[Source records]:
·····

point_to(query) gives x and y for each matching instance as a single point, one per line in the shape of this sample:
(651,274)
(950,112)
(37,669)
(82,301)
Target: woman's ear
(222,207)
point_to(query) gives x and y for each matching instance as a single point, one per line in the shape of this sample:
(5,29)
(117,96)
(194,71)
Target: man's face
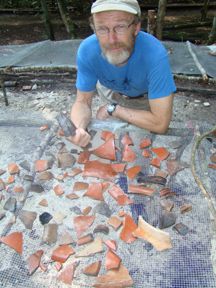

·····

[Do this]: Rewrite the records with "Target" switched to "Object" and everything else unchanged. Leave the pictures out of your answer.

[Written solution]:
point_to(query) gives x and y for each matching instance as a single point, one per line in the shape of this sample:
(651,274)
(950,112)
(37,669)
(82,301)
Object: woman's ear
(222,207)
point_to(query) gives x and y for each matching instance as a single point, one per line in the shape of this sample:
(5,29)
(117,96)
(194,71)
Object: man's face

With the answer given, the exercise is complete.